But obviously many many Indian people are nothing like this.
Just a few still have this mentality.

The reason they're happy with your situation is that your husband 'took you on' and took you off their hands. My guess is they secretly look down their noses at your husband as a result and consider him to have done an odd thing that they would not have done if the choice had been theirs.

For the love of puppies, do not breathe a word of your brother's secret to your parents. What good could you possibly achieve? Live and let live. This is not your story to tell.

Teajenny7 · 13/02/2024 23:46

Is your brother's marriage legal in the UK? Is it legal in India?
Or can he succumb to your parents wishes and marry an acceptable wife? Thus discarding his current wife.

In her position I would be unhappy that my marriage and my son were some of dirty secret.

Nantescalling · 14/02/2024 00:07

DojaPhat · 11/06/2023 09:05

@Mamaneedsadrink Think back to when?

Not that long ago. When was it considered unsuitable to marry a divorcee, when to have a baby out of wedlock, be a homosexual. 100 years back in the UK women covered their hair in Church, skirts reached to the ankles with gloves to hide wrists.

[Object location annotation data]
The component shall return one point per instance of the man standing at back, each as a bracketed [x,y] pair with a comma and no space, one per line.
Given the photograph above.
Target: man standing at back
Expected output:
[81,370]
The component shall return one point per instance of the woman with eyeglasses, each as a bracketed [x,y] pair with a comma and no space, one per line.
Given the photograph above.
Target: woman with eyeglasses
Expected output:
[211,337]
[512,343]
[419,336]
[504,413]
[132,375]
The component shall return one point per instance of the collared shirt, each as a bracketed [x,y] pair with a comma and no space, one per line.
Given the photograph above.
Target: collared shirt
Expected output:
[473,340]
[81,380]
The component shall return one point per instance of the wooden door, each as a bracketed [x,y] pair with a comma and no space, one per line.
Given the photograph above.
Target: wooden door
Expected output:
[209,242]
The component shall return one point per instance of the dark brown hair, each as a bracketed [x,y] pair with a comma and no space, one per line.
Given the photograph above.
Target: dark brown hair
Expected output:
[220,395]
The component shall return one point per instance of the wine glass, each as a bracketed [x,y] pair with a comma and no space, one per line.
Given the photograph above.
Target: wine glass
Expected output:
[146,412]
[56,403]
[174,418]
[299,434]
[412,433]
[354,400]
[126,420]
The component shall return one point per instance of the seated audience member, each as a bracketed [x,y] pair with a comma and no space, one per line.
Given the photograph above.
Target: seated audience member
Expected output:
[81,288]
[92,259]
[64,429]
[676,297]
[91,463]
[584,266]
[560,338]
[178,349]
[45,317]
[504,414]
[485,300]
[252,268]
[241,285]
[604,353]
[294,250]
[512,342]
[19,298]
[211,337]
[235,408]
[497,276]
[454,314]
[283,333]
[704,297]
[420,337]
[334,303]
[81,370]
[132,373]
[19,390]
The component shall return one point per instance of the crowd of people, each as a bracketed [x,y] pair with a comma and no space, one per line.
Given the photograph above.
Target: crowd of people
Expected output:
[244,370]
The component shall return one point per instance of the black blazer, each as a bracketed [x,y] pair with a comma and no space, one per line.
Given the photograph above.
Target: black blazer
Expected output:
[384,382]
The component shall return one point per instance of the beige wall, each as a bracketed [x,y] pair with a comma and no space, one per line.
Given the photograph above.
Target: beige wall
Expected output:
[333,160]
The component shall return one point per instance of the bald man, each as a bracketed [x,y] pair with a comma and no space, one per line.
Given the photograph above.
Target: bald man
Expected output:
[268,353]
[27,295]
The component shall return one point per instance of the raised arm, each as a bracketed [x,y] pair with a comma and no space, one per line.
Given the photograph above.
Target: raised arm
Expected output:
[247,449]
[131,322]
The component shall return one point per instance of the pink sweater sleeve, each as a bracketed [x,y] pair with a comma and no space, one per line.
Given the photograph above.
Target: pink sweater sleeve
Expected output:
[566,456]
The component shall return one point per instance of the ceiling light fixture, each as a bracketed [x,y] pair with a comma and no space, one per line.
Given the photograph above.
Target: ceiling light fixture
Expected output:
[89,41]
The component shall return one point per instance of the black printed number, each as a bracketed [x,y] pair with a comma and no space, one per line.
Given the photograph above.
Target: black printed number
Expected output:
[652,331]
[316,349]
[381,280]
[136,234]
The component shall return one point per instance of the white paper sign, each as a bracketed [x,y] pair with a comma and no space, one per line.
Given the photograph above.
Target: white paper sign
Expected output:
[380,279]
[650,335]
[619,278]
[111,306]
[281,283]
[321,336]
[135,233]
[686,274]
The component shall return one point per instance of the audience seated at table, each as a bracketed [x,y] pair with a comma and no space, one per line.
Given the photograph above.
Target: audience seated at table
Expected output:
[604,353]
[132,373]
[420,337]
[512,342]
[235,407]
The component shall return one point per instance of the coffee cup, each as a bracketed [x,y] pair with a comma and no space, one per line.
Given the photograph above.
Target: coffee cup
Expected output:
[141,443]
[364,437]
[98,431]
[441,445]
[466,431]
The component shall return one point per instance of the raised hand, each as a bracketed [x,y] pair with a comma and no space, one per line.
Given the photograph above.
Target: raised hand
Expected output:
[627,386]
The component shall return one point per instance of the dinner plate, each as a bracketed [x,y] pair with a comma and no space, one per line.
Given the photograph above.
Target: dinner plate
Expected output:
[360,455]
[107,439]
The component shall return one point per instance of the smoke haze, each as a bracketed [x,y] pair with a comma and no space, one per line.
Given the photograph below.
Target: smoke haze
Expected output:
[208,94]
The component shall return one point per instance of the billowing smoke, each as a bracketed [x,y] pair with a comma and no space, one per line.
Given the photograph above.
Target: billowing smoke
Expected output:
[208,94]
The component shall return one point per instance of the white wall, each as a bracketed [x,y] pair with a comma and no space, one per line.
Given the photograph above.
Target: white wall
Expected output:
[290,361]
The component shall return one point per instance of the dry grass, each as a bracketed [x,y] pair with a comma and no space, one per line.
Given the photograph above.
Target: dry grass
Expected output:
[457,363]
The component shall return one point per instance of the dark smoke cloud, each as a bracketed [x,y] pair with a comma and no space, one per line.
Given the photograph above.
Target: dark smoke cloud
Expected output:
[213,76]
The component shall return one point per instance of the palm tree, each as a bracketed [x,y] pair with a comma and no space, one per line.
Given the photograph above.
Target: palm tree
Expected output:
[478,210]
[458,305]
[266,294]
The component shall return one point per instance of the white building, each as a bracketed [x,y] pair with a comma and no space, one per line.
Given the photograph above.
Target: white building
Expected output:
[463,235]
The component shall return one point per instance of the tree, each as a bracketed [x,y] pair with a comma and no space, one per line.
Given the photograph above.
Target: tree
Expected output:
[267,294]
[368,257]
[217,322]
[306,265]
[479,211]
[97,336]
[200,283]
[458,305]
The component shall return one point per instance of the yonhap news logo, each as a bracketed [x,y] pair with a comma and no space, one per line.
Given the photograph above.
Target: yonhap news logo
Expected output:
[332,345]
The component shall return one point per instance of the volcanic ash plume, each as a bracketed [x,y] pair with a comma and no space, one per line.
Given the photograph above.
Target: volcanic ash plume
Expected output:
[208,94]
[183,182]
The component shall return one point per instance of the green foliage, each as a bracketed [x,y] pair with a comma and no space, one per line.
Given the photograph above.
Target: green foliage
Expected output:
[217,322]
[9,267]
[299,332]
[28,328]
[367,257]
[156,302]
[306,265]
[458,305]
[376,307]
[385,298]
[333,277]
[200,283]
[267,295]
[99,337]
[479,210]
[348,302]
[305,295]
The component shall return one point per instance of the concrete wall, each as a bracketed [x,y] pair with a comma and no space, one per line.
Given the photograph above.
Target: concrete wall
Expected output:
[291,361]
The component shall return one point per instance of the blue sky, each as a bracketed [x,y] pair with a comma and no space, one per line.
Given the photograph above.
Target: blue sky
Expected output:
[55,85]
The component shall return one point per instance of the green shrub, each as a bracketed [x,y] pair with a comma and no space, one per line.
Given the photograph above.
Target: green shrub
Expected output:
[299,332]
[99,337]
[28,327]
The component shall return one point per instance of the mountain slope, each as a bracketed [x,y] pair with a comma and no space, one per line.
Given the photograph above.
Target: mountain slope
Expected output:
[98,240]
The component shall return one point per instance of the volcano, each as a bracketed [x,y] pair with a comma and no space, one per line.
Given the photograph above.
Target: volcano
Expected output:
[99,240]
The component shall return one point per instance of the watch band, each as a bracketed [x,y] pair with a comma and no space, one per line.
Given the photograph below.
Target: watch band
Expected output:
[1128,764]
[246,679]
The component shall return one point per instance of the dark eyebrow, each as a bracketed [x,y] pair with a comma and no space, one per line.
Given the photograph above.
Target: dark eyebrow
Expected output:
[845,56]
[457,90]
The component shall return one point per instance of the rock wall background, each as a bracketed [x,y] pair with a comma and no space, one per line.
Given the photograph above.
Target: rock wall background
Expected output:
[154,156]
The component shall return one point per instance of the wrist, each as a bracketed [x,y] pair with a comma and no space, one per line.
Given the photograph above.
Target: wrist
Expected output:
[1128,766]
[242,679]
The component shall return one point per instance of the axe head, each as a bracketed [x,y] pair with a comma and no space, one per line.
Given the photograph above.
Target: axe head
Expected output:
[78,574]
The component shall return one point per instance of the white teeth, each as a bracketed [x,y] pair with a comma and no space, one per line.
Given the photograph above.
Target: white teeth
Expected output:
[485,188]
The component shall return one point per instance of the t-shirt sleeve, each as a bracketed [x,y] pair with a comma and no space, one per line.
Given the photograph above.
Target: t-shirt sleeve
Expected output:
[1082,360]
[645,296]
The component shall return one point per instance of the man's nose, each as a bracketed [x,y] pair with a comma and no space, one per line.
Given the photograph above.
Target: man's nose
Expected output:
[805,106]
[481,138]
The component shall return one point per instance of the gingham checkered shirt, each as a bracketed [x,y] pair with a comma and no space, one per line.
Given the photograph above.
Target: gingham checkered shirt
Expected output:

- [PROBLEM TO SOLVE] According to the forum thread, what did women in the UK do in church 100 years back?

- [RESPONSE TO THIS EXERCISE] They covered their hair.